■ WHAT IS NEEDED:
Rewrite the data below with "pointer" switched to "locator" everywhere and all else unchanged. Omit the pictures from your answer.

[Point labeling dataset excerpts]
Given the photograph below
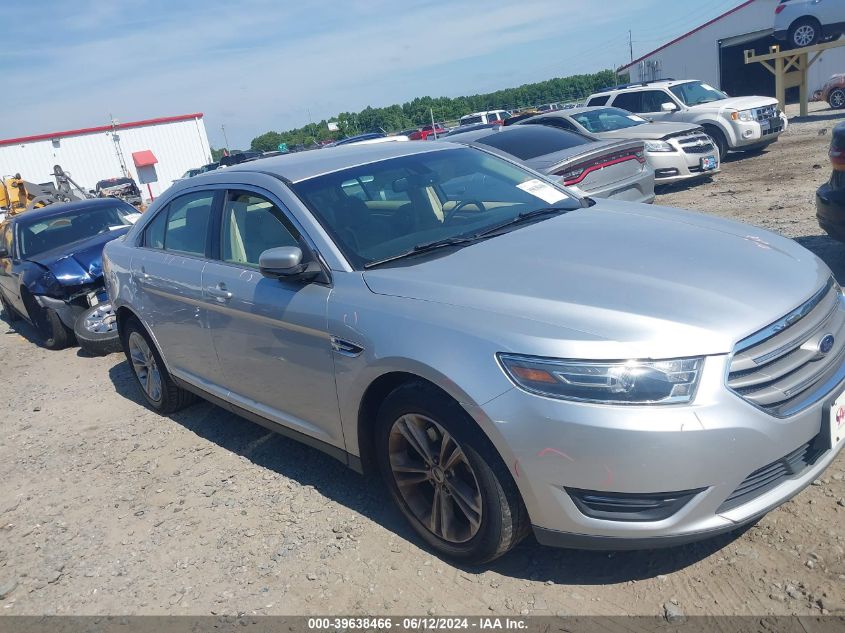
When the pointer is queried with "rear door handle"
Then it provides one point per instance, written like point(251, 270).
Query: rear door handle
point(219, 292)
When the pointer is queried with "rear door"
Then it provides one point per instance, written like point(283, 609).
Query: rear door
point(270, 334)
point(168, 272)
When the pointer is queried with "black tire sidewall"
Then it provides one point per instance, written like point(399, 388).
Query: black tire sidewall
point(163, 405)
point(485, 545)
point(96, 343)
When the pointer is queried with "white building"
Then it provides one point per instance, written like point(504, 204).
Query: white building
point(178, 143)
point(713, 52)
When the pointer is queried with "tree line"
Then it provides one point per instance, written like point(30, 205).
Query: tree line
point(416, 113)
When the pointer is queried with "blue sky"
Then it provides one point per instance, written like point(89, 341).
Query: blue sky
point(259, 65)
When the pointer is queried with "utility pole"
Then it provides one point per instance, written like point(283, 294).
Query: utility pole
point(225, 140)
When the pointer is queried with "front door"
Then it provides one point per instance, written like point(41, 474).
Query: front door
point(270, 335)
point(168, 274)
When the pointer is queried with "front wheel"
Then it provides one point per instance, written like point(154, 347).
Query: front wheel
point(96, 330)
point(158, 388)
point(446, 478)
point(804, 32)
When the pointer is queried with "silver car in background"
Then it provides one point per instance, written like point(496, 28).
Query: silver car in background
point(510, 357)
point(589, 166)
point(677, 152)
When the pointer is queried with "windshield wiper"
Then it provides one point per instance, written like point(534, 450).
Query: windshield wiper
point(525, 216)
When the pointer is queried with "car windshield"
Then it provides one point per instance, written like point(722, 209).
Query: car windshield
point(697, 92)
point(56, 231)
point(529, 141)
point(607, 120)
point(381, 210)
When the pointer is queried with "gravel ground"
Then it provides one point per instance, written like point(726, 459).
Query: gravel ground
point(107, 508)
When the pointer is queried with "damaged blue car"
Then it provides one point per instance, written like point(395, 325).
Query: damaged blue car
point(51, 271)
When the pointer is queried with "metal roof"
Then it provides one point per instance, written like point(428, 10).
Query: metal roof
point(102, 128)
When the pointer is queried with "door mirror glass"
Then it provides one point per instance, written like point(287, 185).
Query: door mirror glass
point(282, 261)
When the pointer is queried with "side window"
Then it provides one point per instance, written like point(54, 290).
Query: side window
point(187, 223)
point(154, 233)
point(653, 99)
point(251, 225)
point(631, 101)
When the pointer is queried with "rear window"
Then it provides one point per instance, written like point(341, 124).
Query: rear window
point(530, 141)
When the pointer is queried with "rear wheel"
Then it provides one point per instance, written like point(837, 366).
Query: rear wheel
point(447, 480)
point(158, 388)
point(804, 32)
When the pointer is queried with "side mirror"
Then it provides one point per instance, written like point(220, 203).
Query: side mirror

■ PROBLEM SOLUTION:
Given the photograph below
When the locator is queried with "rear door handle"
Then it provides one point per instance, written like point(251, 270).
Query: rear door handle
point(219, 292)
When the locator is queried with "rear door"
Then it provides one point per instance, written like point(283, 609).
Query: rear door
point(270, 334)
point(168, 272)
When the locator is queried with "black tire sidewall"
Then it provides one point per instance, written like point(399, 388).
Query: black tire sidewall
point(163, 405)
point(485, 545)
point(96, 343)
When the locator is queried with "white building"
Then it provides one point per instance, written like point(504, 204).
Query: white building
point(178, 143)
point(713, 52)
When the locator is queried with "tree line"
Then it provides one point per instance, written like point(30, 205).
Query: tree line
point(416, 113)
When the locator is queried with "blue sky"
Then it provides one point per instance, written like point(89, 341).
Query: blue sky
point(259, 65)
When the locator is queried with "utility pole"
Then it provides one point per instance, written like point(283, 294).
Query: utility pole
point(225, 140)
When the locator is queried with "front door"
Then it provides one point per instance, written like point(41, 474).
Query: front door
point(270, 335)
point(168, 274)
When the locator is queried with "front wheel"
Then it provides one point per instance, written like point(154, 347).
Query: front wheel
point(96, 330)
point(158, 388)
point(446, 478)
point(804, 32)
When the locator is queried with "silver car in background"
Then it provides one point per instance, written like point(496, 28).
Query: silver car in background
point(510, 357)
point(589, 166)
point(677, 152)
When the locator is queried with "windshield wiper"
Then it provides one point per instance, written like point(534, 450).
Query: windshield wiper
point(525, 216)
When the locator is queried with "car windshield"
Then it provides one point per instance, written like point(722, 209).
Query: car windshield
point(697, 92)
point(56, 231)
point(529, 141)
point(607, 120)
point(381, 210)
When the locator is queried with "gravel ground"
Then it provides one point per instance, written like point(726, 459).
Query: gravel ground
point(107, 508)
When the locator is queried with "damaged blue car"
Then it provides one point per instance, written like point(395, 325).
Query: damaged blue car
point(51, 271)
When the locator is queried with "metal roof"
Then it provides one point per instance, written like point(428, 10).
Query: metal roof
point(102, 128)
When the locator is queried with "door mirror glass"
Then it provides one point per instance, written like point(287, 185).
Query: door mirror glass
point(282, 261)
When the locator is queried with "side window"
Then it provides one point per instance, written like point(54, 290).
Query: side window
point(187, 223)
point(154, 233)
point(653, 99)
point(251, 225)
point(631, 101)
When the locator is queried with "rear window"
Then it provides one point per instance, written like point(341, 124).
Query: rear window
point(530, 141)
When the locator is queried with "rear wheel"
Then it provides one point per instance, written like point(837, 366).
Query: rear wheel
point(447, 480)
point(158, 388)
point(804, 32)
When the locator is queried with "side mirror"
Then it provides one point per instance, written like point(220, 203).
Query: side mirror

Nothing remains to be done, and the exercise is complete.